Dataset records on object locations
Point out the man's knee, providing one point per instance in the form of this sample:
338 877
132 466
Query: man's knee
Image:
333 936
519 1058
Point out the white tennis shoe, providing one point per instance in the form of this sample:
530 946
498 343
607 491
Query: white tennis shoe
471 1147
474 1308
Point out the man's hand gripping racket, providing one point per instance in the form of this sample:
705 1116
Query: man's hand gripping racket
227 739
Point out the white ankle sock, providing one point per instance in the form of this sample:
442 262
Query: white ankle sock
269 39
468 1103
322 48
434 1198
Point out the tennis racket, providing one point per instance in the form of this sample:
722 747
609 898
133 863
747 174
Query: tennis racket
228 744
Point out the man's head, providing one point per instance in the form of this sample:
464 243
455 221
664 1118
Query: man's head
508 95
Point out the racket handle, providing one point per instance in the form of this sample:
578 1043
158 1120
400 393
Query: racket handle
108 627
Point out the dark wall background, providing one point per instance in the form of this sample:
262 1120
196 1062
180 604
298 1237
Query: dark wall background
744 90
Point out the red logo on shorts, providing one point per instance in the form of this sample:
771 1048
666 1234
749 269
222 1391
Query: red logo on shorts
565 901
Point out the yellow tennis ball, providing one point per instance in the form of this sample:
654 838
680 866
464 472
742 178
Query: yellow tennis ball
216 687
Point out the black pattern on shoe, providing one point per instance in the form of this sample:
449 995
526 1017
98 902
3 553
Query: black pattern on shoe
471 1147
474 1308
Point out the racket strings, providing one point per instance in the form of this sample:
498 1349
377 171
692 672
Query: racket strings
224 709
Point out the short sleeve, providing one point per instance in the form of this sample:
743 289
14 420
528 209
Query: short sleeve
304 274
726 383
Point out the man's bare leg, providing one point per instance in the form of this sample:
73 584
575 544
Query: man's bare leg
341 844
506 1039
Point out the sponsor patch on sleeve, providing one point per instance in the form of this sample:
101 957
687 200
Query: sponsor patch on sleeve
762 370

--

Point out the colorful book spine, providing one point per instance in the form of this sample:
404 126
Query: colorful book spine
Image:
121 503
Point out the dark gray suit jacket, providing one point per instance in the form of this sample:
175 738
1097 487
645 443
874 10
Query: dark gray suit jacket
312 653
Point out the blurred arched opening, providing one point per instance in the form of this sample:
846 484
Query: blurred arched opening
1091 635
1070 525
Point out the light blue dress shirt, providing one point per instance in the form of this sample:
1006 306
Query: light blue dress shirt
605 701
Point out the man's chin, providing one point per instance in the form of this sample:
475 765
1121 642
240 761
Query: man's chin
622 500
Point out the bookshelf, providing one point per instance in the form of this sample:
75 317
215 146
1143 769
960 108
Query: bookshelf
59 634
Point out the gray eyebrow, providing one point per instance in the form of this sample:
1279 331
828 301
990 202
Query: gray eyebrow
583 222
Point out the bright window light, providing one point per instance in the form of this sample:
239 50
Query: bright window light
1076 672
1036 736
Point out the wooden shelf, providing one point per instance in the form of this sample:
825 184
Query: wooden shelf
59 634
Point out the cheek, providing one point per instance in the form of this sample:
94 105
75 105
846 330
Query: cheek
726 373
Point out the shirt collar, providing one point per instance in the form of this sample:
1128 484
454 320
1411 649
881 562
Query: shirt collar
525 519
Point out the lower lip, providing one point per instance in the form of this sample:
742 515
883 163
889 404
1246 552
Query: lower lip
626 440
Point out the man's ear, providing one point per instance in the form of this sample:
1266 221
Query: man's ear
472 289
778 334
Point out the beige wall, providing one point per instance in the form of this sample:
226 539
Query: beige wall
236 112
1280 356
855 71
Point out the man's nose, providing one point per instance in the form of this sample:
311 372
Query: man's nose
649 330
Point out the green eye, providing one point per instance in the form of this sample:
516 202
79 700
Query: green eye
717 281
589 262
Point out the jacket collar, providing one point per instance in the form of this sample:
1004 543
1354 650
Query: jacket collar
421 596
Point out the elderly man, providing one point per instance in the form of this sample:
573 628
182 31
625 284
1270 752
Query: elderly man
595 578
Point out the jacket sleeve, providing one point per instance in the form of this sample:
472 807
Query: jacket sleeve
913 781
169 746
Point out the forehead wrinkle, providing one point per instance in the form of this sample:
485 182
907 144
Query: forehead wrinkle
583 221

What the exercise asks —
How many lines in the data above contain the string "forehead"? Case matters. Reply with the number alone.

Answer to this exercise —
2